# [THE PROBLEM]
Lay out the lines of the records below as a numbered list, starting at the line that contains "get_box(runner's white uniform)" and ending at the line that contains "top-left (196, 178), bottom-right (693, 250)", with both of those lines included. Leave out any blank lines.

(Extracted data records)

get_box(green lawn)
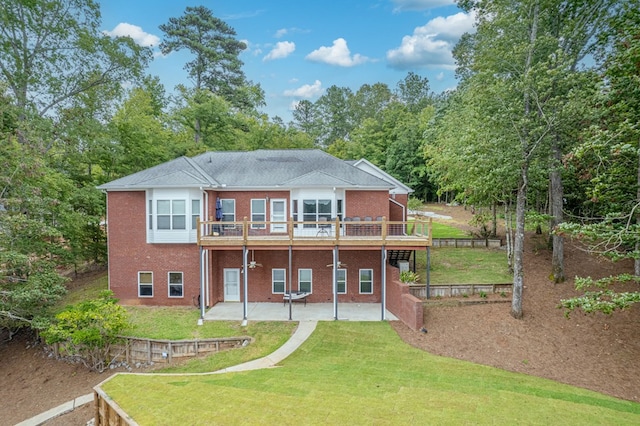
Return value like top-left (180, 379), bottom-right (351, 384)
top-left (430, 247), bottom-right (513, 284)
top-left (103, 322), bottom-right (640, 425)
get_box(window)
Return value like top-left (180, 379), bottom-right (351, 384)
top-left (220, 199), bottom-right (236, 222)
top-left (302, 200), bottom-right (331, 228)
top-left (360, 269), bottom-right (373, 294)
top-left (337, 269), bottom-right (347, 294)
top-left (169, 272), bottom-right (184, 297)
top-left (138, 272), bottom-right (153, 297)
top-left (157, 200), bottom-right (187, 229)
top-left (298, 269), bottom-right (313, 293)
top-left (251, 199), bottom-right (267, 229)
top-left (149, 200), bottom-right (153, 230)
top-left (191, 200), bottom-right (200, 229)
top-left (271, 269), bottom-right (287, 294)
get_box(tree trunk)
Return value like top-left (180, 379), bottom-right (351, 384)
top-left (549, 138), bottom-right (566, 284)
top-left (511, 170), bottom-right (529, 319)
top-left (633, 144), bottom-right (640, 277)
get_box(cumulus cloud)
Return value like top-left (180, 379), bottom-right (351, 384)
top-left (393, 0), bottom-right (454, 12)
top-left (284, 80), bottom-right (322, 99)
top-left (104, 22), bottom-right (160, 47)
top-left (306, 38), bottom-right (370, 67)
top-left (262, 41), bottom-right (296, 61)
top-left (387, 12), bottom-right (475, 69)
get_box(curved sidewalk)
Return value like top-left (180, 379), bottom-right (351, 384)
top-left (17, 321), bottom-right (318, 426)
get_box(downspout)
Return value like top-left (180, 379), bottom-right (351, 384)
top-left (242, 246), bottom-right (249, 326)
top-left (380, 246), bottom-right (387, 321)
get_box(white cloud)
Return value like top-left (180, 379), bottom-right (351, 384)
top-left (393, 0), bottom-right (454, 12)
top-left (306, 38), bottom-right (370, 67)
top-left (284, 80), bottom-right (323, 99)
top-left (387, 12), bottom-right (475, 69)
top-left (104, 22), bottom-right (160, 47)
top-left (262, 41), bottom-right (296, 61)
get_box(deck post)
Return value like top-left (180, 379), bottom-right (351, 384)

--

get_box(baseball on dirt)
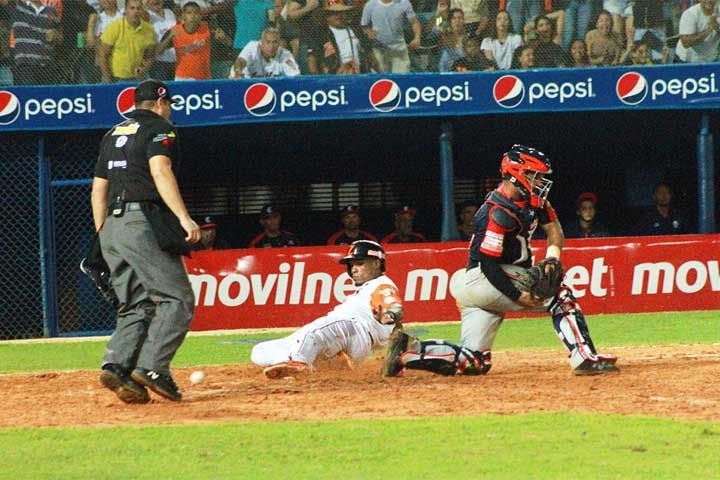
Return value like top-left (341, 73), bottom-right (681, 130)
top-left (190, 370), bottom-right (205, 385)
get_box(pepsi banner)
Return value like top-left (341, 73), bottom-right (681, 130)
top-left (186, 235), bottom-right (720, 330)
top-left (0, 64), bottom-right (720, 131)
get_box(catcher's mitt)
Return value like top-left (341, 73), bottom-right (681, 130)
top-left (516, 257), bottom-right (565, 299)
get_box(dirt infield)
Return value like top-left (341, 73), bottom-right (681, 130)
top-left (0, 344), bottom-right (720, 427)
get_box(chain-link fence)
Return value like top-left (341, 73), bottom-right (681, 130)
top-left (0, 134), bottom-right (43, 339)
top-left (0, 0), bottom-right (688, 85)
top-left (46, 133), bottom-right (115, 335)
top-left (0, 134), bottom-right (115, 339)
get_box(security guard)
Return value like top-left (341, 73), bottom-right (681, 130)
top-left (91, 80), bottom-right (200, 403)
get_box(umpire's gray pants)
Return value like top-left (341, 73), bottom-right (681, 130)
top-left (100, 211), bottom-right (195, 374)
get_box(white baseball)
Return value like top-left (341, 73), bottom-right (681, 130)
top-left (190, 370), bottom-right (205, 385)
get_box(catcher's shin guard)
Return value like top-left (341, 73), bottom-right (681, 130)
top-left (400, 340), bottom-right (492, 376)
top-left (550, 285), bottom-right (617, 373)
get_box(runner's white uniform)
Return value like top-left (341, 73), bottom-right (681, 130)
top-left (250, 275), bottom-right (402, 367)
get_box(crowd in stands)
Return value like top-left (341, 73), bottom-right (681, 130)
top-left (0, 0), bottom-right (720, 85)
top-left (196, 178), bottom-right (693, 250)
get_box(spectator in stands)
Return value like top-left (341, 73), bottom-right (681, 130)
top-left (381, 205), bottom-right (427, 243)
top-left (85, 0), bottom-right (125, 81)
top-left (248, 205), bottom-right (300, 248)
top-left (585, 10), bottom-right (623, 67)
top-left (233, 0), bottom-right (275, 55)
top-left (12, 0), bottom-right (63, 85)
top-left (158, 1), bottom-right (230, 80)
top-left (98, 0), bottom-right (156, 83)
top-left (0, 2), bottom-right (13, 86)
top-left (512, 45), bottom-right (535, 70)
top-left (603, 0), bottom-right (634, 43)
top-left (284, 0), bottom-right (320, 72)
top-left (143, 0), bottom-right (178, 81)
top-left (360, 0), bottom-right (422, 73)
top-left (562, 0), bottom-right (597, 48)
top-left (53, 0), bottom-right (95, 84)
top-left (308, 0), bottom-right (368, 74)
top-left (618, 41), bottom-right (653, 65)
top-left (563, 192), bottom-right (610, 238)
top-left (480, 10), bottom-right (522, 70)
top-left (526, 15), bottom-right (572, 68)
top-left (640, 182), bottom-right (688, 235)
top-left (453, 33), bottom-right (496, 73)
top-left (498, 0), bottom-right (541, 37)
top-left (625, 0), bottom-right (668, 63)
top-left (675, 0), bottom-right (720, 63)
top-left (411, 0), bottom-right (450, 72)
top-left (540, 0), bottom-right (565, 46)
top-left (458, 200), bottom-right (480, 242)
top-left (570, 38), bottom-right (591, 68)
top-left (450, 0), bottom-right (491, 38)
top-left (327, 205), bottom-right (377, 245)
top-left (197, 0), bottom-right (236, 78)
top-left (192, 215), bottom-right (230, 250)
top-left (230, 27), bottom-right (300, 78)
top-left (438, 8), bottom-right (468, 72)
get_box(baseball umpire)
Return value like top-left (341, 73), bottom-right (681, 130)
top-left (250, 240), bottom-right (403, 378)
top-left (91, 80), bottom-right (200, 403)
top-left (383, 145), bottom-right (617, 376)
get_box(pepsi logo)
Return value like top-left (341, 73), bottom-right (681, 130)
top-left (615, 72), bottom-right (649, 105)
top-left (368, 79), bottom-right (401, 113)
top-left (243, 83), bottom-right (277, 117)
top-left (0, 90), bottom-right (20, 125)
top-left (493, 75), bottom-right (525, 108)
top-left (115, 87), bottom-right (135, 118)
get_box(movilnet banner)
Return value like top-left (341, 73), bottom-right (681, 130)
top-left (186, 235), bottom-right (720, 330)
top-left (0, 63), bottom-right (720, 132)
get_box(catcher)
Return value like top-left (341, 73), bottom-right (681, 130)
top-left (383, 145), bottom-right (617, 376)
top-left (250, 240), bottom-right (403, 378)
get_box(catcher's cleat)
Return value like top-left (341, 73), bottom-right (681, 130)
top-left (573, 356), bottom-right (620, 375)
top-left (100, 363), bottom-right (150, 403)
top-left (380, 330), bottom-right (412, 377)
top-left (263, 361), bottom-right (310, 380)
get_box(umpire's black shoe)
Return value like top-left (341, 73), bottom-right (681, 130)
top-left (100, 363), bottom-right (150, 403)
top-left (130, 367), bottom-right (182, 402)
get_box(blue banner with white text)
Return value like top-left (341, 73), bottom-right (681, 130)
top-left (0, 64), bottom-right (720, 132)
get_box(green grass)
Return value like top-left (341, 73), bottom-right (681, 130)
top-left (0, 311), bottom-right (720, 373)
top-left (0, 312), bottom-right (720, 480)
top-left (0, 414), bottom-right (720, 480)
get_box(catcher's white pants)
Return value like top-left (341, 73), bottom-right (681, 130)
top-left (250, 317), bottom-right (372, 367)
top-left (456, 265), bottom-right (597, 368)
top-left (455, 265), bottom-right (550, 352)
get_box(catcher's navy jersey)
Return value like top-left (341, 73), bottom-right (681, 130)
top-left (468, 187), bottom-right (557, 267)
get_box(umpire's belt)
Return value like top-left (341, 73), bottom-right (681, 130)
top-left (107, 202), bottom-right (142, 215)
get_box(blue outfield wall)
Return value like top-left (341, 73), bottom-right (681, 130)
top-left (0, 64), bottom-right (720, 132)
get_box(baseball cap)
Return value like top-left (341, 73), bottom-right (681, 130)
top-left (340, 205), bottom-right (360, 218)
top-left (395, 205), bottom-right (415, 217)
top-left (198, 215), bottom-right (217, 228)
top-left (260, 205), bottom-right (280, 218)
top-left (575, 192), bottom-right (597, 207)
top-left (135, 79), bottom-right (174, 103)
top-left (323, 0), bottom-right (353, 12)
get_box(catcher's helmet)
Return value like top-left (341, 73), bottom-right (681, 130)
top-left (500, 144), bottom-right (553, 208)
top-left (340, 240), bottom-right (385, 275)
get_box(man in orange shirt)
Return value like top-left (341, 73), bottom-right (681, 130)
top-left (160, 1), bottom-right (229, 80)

...

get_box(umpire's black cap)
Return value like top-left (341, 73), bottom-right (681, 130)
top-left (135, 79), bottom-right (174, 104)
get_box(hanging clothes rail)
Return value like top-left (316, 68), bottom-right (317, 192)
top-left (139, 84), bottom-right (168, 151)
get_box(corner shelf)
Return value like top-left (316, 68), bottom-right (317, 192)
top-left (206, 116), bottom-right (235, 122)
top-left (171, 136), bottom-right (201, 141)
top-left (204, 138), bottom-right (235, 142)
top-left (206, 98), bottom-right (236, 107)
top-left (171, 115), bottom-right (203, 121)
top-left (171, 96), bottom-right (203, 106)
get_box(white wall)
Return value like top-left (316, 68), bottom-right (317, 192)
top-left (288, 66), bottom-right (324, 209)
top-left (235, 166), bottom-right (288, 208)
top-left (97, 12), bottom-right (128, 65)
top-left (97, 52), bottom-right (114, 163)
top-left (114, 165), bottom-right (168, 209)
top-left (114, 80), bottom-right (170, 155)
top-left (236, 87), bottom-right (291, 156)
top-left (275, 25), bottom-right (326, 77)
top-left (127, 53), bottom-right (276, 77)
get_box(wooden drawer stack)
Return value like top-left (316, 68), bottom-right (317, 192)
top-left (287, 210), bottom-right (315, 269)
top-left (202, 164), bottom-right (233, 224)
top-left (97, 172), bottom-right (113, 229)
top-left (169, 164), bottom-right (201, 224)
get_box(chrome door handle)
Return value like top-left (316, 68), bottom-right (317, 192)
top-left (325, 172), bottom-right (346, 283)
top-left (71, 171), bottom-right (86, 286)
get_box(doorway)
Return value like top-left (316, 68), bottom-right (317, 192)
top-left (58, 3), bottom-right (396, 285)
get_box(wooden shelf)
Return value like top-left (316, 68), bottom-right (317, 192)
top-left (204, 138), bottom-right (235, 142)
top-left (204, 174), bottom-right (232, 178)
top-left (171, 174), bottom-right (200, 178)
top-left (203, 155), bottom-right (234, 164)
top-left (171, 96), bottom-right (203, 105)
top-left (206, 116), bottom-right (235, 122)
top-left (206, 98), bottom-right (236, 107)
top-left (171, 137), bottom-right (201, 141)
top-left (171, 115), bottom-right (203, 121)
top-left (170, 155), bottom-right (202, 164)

# [SOLVED PROBLEM]
1. get_box(runner's white uniform)
2. Return value like top-left (341, 73), bottom-right (681, 130)
3. top-left (250, 275), bottom-right (402, 367)
4. get_box(crowd in stands)
5. Return value like top-left (341, 73), bottom-right (681, 130)
6. top-left (0, 0), bottom-right (720, 85)
7. top-left (196, 178), bottom-right (693, 250)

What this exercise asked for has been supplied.